Collection entries.

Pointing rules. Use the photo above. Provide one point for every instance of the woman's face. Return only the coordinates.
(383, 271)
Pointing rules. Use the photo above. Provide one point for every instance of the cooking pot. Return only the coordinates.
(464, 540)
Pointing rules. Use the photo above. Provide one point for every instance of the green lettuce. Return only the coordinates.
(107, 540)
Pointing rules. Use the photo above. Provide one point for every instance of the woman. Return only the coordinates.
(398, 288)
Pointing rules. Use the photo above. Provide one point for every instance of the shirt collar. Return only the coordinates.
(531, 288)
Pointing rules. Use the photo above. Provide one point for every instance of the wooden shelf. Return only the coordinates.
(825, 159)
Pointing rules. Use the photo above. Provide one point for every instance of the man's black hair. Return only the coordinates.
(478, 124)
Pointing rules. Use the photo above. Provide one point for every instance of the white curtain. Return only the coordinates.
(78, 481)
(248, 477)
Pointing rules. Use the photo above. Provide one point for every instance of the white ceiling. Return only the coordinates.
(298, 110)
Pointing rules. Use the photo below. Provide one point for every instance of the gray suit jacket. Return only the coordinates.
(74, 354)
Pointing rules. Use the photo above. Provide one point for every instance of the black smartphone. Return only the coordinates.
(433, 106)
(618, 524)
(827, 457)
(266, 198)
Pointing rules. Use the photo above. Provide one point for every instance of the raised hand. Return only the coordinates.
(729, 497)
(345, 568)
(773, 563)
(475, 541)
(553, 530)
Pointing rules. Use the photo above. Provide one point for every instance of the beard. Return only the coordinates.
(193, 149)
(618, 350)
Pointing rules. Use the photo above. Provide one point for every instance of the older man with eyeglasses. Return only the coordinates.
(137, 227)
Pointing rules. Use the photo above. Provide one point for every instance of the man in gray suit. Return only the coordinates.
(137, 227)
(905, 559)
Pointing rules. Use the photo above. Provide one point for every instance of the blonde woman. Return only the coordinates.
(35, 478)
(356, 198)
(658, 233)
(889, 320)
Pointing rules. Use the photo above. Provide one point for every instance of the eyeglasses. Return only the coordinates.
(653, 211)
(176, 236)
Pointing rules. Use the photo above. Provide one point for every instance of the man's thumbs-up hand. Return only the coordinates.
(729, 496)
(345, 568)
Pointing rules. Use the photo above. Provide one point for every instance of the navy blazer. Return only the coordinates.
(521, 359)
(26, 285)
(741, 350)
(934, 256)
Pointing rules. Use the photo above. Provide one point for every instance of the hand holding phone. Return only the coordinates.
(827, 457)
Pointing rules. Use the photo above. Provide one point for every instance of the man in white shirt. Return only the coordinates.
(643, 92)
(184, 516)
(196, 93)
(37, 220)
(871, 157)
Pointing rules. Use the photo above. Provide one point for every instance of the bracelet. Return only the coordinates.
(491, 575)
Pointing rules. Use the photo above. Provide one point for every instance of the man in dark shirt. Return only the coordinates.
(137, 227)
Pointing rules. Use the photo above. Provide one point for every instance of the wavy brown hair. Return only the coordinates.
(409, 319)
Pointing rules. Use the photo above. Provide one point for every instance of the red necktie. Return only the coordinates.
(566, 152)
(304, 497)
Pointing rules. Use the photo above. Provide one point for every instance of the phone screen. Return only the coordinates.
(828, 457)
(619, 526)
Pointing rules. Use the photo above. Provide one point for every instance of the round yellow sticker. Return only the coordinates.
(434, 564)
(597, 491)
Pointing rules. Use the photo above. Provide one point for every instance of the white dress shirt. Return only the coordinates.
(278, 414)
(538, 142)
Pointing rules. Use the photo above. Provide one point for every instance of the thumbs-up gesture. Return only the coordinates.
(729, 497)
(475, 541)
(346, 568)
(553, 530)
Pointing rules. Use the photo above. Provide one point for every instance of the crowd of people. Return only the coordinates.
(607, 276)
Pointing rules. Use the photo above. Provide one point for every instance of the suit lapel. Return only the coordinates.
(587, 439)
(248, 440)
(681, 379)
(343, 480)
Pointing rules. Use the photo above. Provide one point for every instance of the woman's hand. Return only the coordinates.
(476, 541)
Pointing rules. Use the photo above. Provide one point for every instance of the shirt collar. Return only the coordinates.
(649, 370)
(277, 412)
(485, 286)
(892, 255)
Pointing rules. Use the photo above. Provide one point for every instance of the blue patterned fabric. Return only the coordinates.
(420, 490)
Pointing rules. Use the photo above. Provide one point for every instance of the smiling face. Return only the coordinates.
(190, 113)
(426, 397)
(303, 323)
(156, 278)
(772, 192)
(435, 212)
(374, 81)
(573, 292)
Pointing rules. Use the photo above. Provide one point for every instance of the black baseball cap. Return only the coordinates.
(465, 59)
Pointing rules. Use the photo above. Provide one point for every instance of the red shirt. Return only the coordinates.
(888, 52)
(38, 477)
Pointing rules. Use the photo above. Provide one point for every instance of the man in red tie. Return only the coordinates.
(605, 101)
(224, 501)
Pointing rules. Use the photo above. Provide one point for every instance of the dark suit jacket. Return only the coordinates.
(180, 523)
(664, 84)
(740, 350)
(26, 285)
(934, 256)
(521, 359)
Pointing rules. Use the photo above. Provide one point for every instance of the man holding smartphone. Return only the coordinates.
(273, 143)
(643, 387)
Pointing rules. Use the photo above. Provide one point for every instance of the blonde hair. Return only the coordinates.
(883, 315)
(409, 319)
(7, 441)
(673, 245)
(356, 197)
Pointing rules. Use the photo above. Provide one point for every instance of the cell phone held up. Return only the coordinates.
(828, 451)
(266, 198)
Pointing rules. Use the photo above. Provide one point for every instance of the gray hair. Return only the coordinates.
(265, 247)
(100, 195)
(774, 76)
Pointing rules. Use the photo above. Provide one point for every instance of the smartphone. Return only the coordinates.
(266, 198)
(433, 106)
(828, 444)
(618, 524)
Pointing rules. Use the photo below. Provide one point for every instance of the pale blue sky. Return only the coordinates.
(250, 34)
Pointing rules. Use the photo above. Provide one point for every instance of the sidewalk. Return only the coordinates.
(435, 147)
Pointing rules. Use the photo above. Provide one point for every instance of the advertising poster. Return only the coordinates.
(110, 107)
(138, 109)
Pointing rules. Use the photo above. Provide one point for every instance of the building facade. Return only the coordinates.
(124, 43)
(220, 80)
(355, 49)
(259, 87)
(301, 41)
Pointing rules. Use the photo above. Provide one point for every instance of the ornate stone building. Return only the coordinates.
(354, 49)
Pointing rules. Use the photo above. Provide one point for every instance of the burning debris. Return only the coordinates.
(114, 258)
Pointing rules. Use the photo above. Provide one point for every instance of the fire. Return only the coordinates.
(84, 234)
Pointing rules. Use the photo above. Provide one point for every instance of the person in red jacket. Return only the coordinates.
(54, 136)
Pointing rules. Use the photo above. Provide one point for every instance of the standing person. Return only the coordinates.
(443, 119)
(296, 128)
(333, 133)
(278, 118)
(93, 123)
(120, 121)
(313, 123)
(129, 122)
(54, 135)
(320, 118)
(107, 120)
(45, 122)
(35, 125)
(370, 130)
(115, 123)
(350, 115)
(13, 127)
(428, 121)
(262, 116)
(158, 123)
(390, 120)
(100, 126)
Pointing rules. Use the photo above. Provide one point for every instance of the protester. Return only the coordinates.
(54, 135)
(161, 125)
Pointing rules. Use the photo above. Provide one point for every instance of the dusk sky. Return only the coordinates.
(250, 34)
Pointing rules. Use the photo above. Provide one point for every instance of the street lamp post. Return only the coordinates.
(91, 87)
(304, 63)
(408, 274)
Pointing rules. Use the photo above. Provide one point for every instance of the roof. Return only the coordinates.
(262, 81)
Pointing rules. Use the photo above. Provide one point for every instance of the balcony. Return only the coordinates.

DIRECTIONS.
Output every entry exactly as given.

RESPONSE.
Pointing rules. Use the photo above. Provide one point for every instance of the woman's face. Return only the coordinates.
(383, 271)
Pointing rules. Use the photo above. Provide one point for every instance of the cooking pot. Return only the coordinates.
(464, 540)
Pointing rules. Use the photo above. Provide one point for every instance of the green lettuce. Return only the coordinates.
(107, 540)
Pointing rules. Use the photo above. Provide one point for every instance of the woman. Return only the coordinates.
(398, 288)
Pointing rules. Use the photo above. Provide one point for every instance of the shirt collar. Return only the coordinates.
(531, 288)
Pointing rules. Use the photo above. Provide one point for every instance of the wooden shelf. Return only the coordinates.
(825, 159)
Pointing rules. Use the photo above. Provide one point for every instance of the man's black hair. Return only the coordinates.
(478, 124)
Pointing rules. Use the photo above. Provide one point for every instance of the white curtain. Return only the coordinates.
(78, 481)
(248, 477)
Pointing rules. Use the photo above. Provide one point for every instance of the white ceiling. Return only the coordinates.
(298, 110)
Pointing rules. Use the photo below. Provide one point for every instance of the gray suit jacket. Return only the coordinates.
(74, 354)
Pointing rules. Use the photo above. Provide one point for every instance of the black smartphone. Return only the coordinates.
(433, 106)
(618, 524)
(827, 457)
(266, 198)
Pointing rules. Use the photo above. Provide one point for every instance of the raised hand. Return only the coordinates.
(729, 497)
(345, 568)
(773, 563)
(475, 541)
(553, 530)
Pointing rules. Use the photo above. Provide one point for every instance of the beard. Return only the coordinates.
(193, 149)
(618, 350)
Pointing rules. Use the photo above. Provide one point for every instance of the older man with eyeglasses. Return only the coordinates.
(137, 227)
Pointing rules. Use the photo above. Provide one point for every instance of the man in gray suit. Return only the coordinates.
(137, 227)
(905, 559)
Pointing rules. Use the photo above. Provide one point for every instance of the blonde woman. Return only the coordinates.
(35, 478)
(356, 198)
(658, 233)
(889, 320)
Pointing rules. Use the photo above. Provide one point for every instance of the eyeglasses. Return only the coordinates.
(653, 211)
(176, 236)
Pointing rules. Use the photo above. Provide one point for every instance of the man's thumbs-up hand. Return only the coordinates.
(729, 496)
(345, 568)
Pointing rules. Use the photo above. Provide one point for every instance of the navy blazer. Return only the coordinates.
(521, 359)
(26, 285)
(741, 350)
(934, 256)
Pointing rules. Use the photo above. Provide one point for every instance of the hand holding phone. Return only the coordinates.
(827, 457)
Pointing rules. Use the photo above. Provide one point for every instance of the man in white shirt. Return only the coordinates.
(643, 92)
(184, 516)
(196, 93)
(37, 220)
(871, 157)
Pointing rules. Use the photo above. Provide one point for every instance of the bracelet. Return only the coordinates.
(491, 575)
Pointing rules. Use the photo above. Provide one point for every instance of the man in dark shirt. Return only the coordinates.
(137, 227)
Pointing rules. Use the photo above. Provide one point for every instance of the wavy brown hair. Return only the coordinates.
(409, 319)
Pointing rules. Use the photo above. Provide one point for every instance of the red necktie. Return only the coordinates.
(566, 152)
(304, 497)
Pointing rules. Use the photo above. Provide one point for every instance of the phone screen. Return only the coordinates.
(828, 457)
(619, 526)
Pointing rules. Use the photo above. Provide one point for every instance of the round yellow sticker. Return only the coordinates.
(434, 564)
(597, 491)
Pointing rules. Use the photo above. Provide one point for every instance of the white dress shirt. Return only the coordinates.
(278, 414)
(538, 142)
Pointing rules. Use the photo above. Provide one point for every instance of the thumbs-up gesture. Return only the coordinates.
(729, 497)
(475, 541)
(346, 568)
(553, 530)
Pointing rules. Use the photo above. Provide one point for every instance of the crowd of people. Return only the coordinates.
(607, 276)
Pointing rules. Use the photo above. Provide one point for every instance of the suit lapel. Return only the coordinates.
(587, 439)
(248, 440)
(681, 379)
(343, 480)
Pointing rules. Use the photo above. Provide one point for every instance of the woman's hand. Return only the coordinates.
(476, 541)
Pointing rules. Use the photo above. Provide one point for every instance of the shirt collar. Return only the coordinates.
(649, 370)
(277, 412)
(485, 286)
(892, 255)
Pointing rules. Use the photo above. Provide one point for every instance of the blue patterned fabric. Return only the coordinates.
(420, 490)
Pointing rules. Use the photo above. Provide one point for every instance of the smiling face. Return only the coordinates.
(190, 113)
(426, 397)
(303, 323)
(156, 278)
(772, 192)
(435, 212)
(374, 81)
(573, 292)
Pointing rules. Use the photo above. Provide one point for every instance of the black baseball cap. Return only the coordinates.
(465, 59)
Pointing rules. Use the photo above. Provide one point for every instance of the red shirt. Return only the coordinates.
(888, 52)
(38, 477)
Pointing rules. Use the photo above. Provide one point for every instance of the man in red tie. Return only the coordinates.
(605, 101)
(224, 501)
Pointing rules. Use the photo above. Provide one point for every instance of the dark suit jacket. Return only the coordinates.
(180, 523)
(664, 84)
(740, 350)
(26, 285)
(934, 256)
(521, 359)
Pointing rules. Use the photo above. Provide one point for every instance of the man holding smartphone. Return only the coordinates.
(273, 143)
(643, 387)
Pointing rules. Use the photo above. Provide one point for every instance of the blonde hair. Return only the coordinates.
(883, 315)
(409, 319)
(7, 441)
(673, 245)
(356, 197)
Pointing rules. Use the photo above. Provide one point for every instance of the cell phone held up. Return only the coordinates.
(828, 451)
(266, 198)
Pointing rules. Use the photo above. Provide one point for every instance of the gray hair. Return only the coordinates.
(265, 247)
(100, 195)
(774, 76)
Pointing rules. Use the photo above. Provide one point for every instance of the smartphone. Return only the coordinates.
(266, 198)
(433, 106)
(828, 444)
(618, 524)
Pointing rules. Use the photo below. Provide one point for every instance of the pale blue sky. Return only the coordinates.
(250, 34)
Pointing rules. Use the photo above. Provide one point for every instance of the sidewalk. Return only the coordinates.
(435, 147)
Pointing rules. Use the photo above. Provide one point for every instance of the advertising poster. Return only the coordinates.
(110, 107)
(138, 109)
Pointing rules. Use the photo above. Provide one point for every instance of the building facade. Return only the coordinates.
(124, 43)
(220, 80)
(355, 49)
(259, 87)
(301, 41)
Pointing rules. Use the photo above. Provide one point for every instance of the ornate stone building. Return only the coordinates.
(354, 49)
Pointing rules. Use the photo above. Provide one point for every instance of the burning debris. Return only the coordinates.
(114, 258)
Pointing rules. Use the photo above. Provide one point for every instance of the fire. Return only the coordinates.
(84, 234)
Pointing rules. Use the photo above. Provide one point for every instance of the person in red jacket. Return only the coordinates.
(54, 136)
Pointing rules. Use the photo above. Provide one point for every instance of the standing person. Return only the coordinates.
(443, 119)
(296, 128)
(333, 133)
(278, 118)
(93, 123)
(120, 121)
(313, 123)
(129, 122)
(54, 135)
(320, 118)
(107, 120)
(45, 122)
(35, 125)
(370, 130)
(115, 123)
(350, 115)
(13, 127)
(428, 121)
(262, 116)
(158, 123)
(390, 120)
(100, 126)
Pointing rules. Use the photo above. Provide one point for every instance of the protester. Return only the coordinates.
(54, 135)
(161, 125)
Pointing rules. Use the photo above. Provide one point for every instance of the dusk sky. Return only the coordinates.
(250, 34)
Pointing rules. Use the photo above. Provide one point for every instance of the street lamp post. Return only the coordinates.
(91, 87)
(304, 63)
(408, 274)
Pointing rules. Use the photo above. Provide one point for every instance of the roof. Return only the coordinates.
(262, 81)
Pointing rules. Use the photo above. Provide one point for every instance of the balcony. Return only the coordinates.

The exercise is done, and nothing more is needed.